Exercise 1: Reproduce the passage of the blog post on a woman's worth that begins at the words "A woman’s worth" and ends after the words "I’ll tell you.".
Exercise 2: According to the blog post on a woman's worth, about how old was the writer during the discussion with other girls in the senior class?

# start of Document section

A woman’s worth – moving away from the idea of women as baby making machines

NB: I started this post a while ago actually but coincidentally, I ended up completing it in the week where there has been plenty of discussion online about domestic violence. This year, I intend to post more about these issues on my blog. 

When I was about 14, I was in a discussion with other girls in my senior class and I made a comment that they found shocking. In fact I remember this conversation so well because their reaction is strongly imprinted on my mind. You might be wondering what I said that could so scandalise my peers. Well, I’ll tell you.

The conversation was about the expectation on newly married couples to have children almost exactly 9 months after the wedding. I said that this did not appeal to me, which a lot of others agreed with for different reasons but when I went on to say that I would decide when I was ready to have kids, the universal reaction was one of shock. I still remember one of my classmates saying to me, “what do you mean you will decide? Is it not the man that decides? You have children when he wants you to have children.”

# end of Document section
# start of Material shown

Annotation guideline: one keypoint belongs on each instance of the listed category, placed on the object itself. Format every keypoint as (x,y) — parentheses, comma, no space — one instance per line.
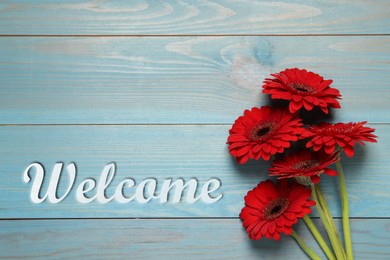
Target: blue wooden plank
(169,239)
(194,17)
(179,79)
(162,152)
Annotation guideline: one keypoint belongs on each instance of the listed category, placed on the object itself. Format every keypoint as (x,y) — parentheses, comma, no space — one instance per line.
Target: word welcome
(144,192)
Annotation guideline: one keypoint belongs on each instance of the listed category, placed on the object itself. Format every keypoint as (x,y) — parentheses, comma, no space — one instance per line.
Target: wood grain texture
(170,239)
(194,17)
(162,152)
(179,80)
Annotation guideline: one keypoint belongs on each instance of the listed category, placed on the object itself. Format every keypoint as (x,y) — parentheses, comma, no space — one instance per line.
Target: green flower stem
(304,246)
(328,224)
(326,210)
(345,211)
(317,235)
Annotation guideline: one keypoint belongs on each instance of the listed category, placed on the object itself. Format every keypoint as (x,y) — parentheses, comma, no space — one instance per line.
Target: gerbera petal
(262,132)
(267,216)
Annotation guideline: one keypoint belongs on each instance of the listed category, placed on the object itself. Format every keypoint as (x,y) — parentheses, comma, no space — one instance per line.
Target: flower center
(263,130)
(275,208)
(306,165)
(302,88)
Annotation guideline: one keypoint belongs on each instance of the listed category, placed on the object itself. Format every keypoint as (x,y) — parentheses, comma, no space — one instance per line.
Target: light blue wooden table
(154,87)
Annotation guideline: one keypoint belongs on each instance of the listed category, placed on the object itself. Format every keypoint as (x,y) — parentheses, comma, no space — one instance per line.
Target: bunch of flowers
(268,133)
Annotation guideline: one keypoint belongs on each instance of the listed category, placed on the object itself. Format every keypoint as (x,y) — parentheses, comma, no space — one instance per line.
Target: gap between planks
(151,124)
(193,35)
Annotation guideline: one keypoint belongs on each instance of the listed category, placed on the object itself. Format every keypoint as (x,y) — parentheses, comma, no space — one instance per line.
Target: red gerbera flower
(327,136)
(262,132)
(272,209)
(304,164)
(302,88)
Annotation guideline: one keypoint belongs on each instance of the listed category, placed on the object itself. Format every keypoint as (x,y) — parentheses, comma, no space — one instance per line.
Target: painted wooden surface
(93,17)
(169,239)
(161,152)
(180,79)
(154,86)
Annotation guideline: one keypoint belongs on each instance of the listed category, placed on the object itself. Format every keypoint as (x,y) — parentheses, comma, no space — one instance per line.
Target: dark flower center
(306,165)
(302,88)
(275,208)
(263,130)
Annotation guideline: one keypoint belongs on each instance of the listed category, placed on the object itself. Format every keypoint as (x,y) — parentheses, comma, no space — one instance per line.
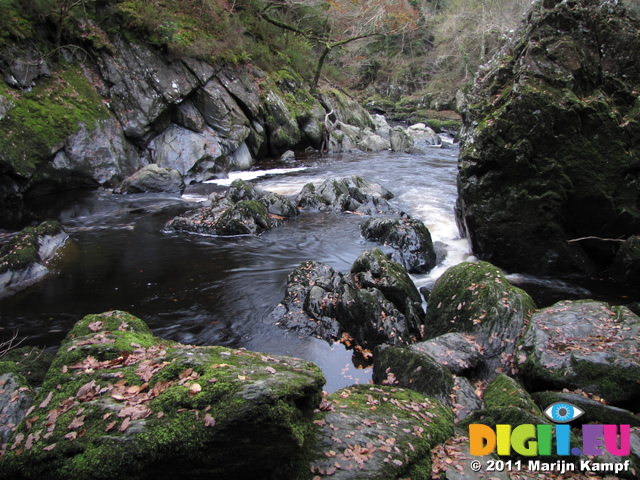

# end of Material shown

Task answer 1:
A woman’s worth – moving away from the idea of women as baby making machines

NB: I started this post a while ago actually but coincidentally, I ended up completing it in the week where there has been plenty of discussion online about domestic violence. This year, I intend to post more about these issues on my blog. 

When I was about 14, I was in a discussion with other girls in my senior class and I made a comment that they found shocking. In fact I remember this conversation so well because their reaction is strongly imprinted on my mind. You might be wondering what I said that could so scandalise my peers. Well, I’ll tell you.

Task answer 2: The writer was about 14.